**SET TASK**
Drop the pictures, then extract the listing word for word.

**ITEMS**

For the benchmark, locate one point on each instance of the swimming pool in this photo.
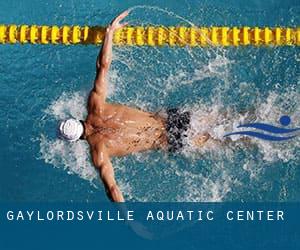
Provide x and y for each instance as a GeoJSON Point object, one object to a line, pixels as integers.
{"type": "Point", "coordinates": [42, 84]}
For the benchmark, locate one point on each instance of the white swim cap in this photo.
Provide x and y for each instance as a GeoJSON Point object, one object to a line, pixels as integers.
{"type": "Point", "coordinates": [70, 130]}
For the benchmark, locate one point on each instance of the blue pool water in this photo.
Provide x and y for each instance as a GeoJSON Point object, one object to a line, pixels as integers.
{"type": "Point", "coordinates": [42, 84]}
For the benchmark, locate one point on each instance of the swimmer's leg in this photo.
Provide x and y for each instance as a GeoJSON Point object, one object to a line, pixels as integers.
{"type": "Point", "coordinates": [201, 139]}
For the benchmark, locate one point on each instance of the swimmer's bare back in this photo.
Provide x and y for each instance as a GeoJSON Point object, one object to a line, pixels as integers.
{"type": "Point", "coordinates": [113, 129]}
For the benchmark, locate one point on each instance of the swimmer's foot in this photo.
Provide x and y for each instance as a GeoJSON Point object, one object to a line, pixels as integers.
{"type": "Point", "coordinates": [200, 140]}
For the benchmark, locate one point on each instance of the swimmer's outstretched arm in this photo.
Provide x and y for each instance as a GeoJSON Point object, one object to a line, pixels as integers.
{"type": "Point", "coordinates": [103, 164]}
{"type": "Point", "coordinates": [105, 56]}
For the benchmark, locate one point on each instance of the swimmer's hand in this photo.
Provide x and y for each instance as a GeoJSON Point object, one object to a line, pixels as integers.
{"type": "Point", "coordinates": [115, 24]}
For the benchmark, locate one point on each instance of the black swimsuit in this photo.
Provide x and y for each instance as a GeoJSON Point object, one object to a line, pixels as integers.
{"type": "Point", "coordinates": [177, 124]}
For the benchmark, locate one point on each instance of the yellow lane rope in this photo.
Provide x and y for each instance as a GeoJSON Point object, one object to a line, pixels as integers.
{"type": "Point", "coordinates": [152, 35]}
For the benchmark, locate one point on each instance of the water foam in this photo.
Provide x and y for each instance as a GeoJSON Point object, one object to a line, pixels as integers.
{"type": "Point", "coordinates": [216, 172]}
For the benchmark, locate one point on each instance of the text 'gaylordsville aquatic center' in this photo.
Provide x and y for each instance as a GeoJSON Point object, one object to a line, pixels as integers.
{"type": "Point", "coordinates": [160, 216]}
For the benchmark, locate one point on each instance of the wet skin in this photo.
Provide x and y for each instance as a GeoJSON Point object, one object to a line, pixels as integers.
{"type": "Point", "coordinates": [118, 130]}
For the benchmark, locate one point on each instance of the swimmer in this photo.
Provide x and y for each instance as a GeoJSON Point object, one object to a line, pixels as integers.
{"type": "Point", "coordinates": [114, 130]}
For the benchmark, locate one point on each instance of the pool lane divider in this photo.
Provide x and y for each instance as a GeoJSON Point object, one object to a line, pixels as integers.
{"type": "Point", "coordinates": [152, 35]}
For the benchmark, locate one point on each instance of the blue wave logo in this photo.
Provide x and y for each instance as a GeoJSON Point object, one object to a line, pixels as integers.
{"type": "Point", "coordinates": [279, 133]}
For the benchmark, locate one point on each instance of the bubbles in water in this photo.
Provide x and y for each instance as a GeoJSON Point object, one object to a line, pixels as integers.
{"type": "Point", "coordinates": [203, 81]}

**RESULT OF THE EXERCISE**
For the benchmark, locate one point on each instance of the swimming pool in this photo.
Provide x and y for each instance as a GeoJSON Point object, one object to a line, pixels as integers.
{"type": "Point", "coordinates": [42, 84]}
For the benchmark, locate one point on each instance of the white swim cap in this photo.
Provide x and y for each instance as a GeoJSON Point object, one object to a line, pixels as integers.
{"type": "Point", "coordinates": [70, 130]}
For the benchmark, locate one point on each instance of the blue pool water in this photo.
Provide x and y for each instance as a GeoJSON Point object, one object to a line, pixels as integers.
{"type": "Point", "coordinates": [42, 84]}
For the benchmark, locate one point on each instance of the swimmer's leg in this photo.
Provide x and y for each instance as a GeoJSON Point object, one object to a line, pixels as integers.
{"type": "Point", "coordinates": [201, 139]}
For the benchmark, locate one point on each instance of the swimmer's bare back in this photo.
Provide x and y for each instance as a GeoJSON Point object, one object to a line, pixels as integers.
{"type": "Point", "coordinates": [113, 129]}
For the benchmark, locate one point on each instance of the swimmer's foot in this photo.
Provide x and y for each instance as a GeoJSON Point object, one object to a line, pixels as integers.
{"type": "Point", "coordinates": [200, 140]}
For the benchmark, locate one point on each instance of the swimmer's outstretched arm in this photo.
Provide x and y for each instance as a GeoJSON Point object, one object to a line, pixels as integers.
{"type": "Point", "coordinates": [103, 164]}
{"type": "Point", "coordinates": [105, 56]}
For the benchmark, locate one point on each instance of the swimmer's hand in this photo.
Provide x and y for each instance as a GeoJSON Point object, one object to a line, pixels as integers.
{"type": "Point", "coordinates": [115, 24]}
For the benchmark, locate one point on each instance of the black swimsuit in this photo.
Provide x and y for each instance as a GeoJSON Point object, one object to a line, pixels as integers.
{"type": "Point", "coordinates": [177, 124]}
For the benchmark, locate one point on each instance of the yellow lane rope in this photo.
Provide x and y for each instance as a GeoJSON Point object, one object to a line, pixels as integers.
{"type": "Point", "coordinates": [152, 35]}
For the benchmark, locate one point on each instance of the water foam in this photo.
Provide x and y for each instance as a GeoJSON Point object, one object to a line, pixels as integers.
{"type": "Point", "coordinates": [216, 172]}
For the benchmark, locate one point on each instance of the text 'gaylordsville aquatic center' in this photo.
Provide x and y for each instance as a GeoJSON Point object, one object to a line, pixels as integers.
{"type": "Point", "coordinates": [160, 216]}
For the benchmark, locate one point on each instance of the wet skin in this photo.
Provide x and y for each instance as a GeoJSON Point object, one object to a line, pixels as integers.
{"type": "Point", "coordinates": [118, 130]}
For the benchmark, locate one point on each instance of the swimmer in this photo.
Provide x and y for each instance as a GeoJSON Point object, one object to a line, pixels as integers.
{"type": "Point", "coordinates": [114, 130]}
For the benchmark, locate one point on each instance of the pool lane divider in this photo.
Provide x and y for each instance as a GeoJSON Point object, one object to a line, pixels as integers.
{"type": "Point", "coordinates": [152, 35]}
For the benchmark, locate one point on each instance of the blue wave logo in this photo.
Provide x and y for each instance as a GeoJSON Point object, one object to a line, pixels as integers.
{"type": "Point", "coordinates": [279, 133]}
For the benchmark, locate one point on each instance of the bubbles in water in this photo.
Provide x and y for each instance as a GeoJSON Point object, one object to a line, pixels as integers.
{"type": "Point", "coordinates": [203, 81]}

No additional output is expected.